(Stored entries)
↓

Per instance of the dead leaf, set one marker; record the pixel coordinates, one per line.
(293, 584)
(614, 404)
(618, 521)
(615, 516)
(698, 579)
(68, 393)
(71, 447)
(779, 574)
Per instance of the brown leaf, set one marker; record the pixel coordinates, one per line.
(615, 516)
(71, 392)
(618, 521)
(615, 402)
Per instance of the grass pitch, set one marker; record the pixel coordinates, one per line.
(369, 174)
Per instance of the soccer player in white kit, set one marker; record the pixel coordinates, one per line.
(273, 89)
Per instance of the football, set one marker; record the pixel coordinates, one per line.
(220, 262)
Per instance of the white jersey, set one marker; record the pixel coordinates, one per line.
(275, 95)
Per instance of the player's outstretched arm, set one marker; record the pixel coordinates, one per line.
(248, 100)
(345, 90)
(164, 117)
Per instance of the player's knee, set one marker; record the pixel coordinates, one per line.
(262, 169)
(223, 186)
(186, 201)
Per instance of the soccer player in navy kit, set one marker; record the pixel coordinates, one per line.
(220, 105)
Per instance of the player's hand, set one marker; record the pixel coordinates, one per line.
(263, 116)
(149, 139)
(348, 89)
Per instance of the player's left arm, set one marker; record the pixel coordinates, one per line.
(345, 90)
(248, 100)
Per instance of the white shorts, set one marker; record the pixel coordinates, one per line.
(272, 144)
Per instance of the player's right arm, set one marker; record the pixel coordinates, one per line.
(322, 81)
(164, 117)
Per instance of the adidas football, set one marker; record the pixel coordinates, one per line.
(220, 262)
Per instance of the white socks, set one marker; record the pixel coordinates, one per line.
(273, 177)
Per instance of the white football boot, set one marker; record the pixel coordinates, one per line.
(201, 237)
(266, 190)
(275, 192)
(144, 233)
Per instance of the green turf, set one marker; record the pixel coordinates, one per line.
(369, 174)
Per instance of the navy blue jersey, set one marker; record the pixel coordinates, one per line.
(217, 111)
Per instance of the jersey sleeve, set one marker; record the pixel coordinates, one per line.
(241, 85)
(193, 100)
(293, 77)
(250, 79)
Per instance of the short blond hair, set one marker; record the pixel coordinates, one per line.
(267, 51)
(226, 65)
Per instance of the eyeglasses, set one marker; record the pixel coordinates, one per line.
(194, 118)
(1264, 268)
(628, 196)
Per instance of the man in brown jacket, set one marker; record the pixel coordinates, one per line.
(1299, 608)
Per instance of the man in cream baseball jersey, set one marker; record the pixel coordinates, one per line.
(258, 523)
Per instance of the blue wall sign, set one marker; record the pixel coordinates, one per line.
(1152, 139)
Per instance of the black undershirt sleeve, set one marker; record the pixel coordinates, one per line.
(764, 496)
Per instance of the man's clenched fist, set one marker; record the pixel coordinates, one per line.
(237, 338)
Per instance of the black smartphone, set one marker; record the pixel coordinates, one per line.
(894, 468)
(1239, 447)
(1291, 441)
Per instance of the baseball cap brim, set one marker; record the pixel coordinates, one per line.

↑

- [WHAT NEEDS TO BE DONE] Beginning with the line that contains "Per instance of the man's", write out every line through the end of the entries above, exactly.

- [RESULT OF THE EXERCISE]
Per instance of the man's clenched fist, set one marker; record the pixel coordinates, one per line.
(237, 338)
Per instance of the black smartphone, set one marker; record the pixel coordinates, one per line.
(894, 468)
(1239, 447)
(1291, 441)
Per instance of the baseball cap brim, set one marker; record the pixel coordinates, one per line.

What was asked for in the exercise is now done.